WHAT IS ASKED = Put every line of the records into a numbered list, and leave out any blank lines.

Labeled shape records =
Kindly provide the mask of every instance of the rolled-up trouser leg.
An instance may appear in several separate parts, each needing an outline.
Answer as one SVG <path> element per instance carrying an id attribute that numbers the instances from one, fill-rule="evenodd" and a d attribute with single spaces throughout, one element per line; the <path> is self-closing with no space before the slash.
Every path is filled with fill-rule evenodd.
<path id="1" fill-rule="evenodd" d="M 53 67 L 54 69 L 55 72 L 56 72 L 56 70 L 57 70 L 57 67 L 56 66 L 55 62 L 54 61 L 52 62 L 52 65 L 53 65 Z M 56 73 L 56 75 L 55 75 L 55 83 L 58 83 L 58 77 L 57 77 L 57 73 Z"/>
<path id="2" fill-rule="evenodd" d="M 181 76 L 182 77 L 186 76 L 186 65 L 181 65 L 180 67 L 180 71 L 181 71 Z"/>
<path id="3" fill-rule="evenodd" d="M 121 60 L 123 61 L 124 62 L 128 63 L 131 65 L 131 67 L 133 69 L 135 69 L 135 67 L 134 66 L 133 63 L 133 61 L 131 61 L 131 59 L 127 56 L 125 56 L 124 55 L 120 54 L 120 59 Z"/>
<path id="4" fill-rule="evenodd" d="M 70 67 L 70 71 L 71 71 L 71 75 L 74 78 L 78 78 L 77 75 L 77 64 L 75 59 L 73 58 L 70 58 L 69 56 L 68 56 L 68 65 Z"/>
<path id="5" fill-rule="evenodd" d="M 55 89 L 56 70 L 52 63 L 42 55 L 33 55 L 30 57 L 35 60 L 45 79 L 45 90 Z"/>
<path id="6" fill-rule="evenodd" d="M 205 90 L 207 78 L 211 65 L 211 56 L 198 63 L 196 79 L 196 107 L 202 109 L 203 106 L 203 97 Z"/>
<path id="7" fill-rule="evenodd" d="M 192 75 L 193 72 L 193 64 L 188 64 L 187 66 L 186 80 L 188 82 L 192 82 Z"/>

RESPONSE TO THIS EXERCISE =
1. Kindly provide the mask of every instance of the rolled-up trouser leg.
2. An instance may appear in several separate parts, each needing an outline.
3. Answer as one SVG <path> element per instance carrying an id attribute that numbers the instances from one, fill-rule="evenodd" and a d attribute with single spaces throughout, one element per line; the <path> is self-closing with no space before the slash.
4. Every path is filled with fill-rule evenodd.
5. <path id="1" fill-rule="evenodd" d="M 53 67 L 54 69 L 55 72 L 56 72 L 56 70 L 57 70 L 57 67 L 56 66 L 55 62 L 54 61 L 52 62 L 52 65 L 53 65 Z M 56 73 L 56 75 L 55 75 L 55 83 L 58 83 L 58 77 L 57 77 L 57 73 Z"/>
6. <path id="2" fill-rule="evenodd" d="M 181 76 L 182 77 L 186 76 L 186 65 L 181 65 L 180 67 L 180 71 L 181 71 Z"/>
7. <path id="3" fill-rule="evenodd" d="M 121 60 L 123 61 L 124 62 L 128 63 L 131 65 L 131 67 L 133 69 L 135 69 L 135 67 L 134 66 L 133 63 L 133 61 L 131 61 L 131 59 L 127 56 L 125 56 L 124 55 L 120 54 L 120 59 Z"/>
8. <path id="4" fill-rule="evenodd" d="M 70 67 L 70 71 L 71 71 L 71 75 L 74 78 L 78 78 L 77 75 L 77 64 L 75 59 L 73 58 L 70 58 L 69 56 L 68 56 L 68 65 Z"/>
9. <path id="5" fill-rule="evenodd" d="M 55 89 L 56 70 L 52 63 L 42 55 L 33 55 L 30 57 L 35 60 L 45 79 L 45 90 Z"/>
10. <path id="6" fill-rule="evenodd" d="M 205 90 L 207 78 L 211 65 L 211 56 L 198 63 L 196 79 L 196 107 L 202 109 L 203 106 L 203 97 Z"/>
11. <path id="7" fill-rule="evenodd" d="M 192 75 L 193 72 L 193 64 L 188 64 L 187 66 L 186 80 L 188 82 L 192 82 Z"/>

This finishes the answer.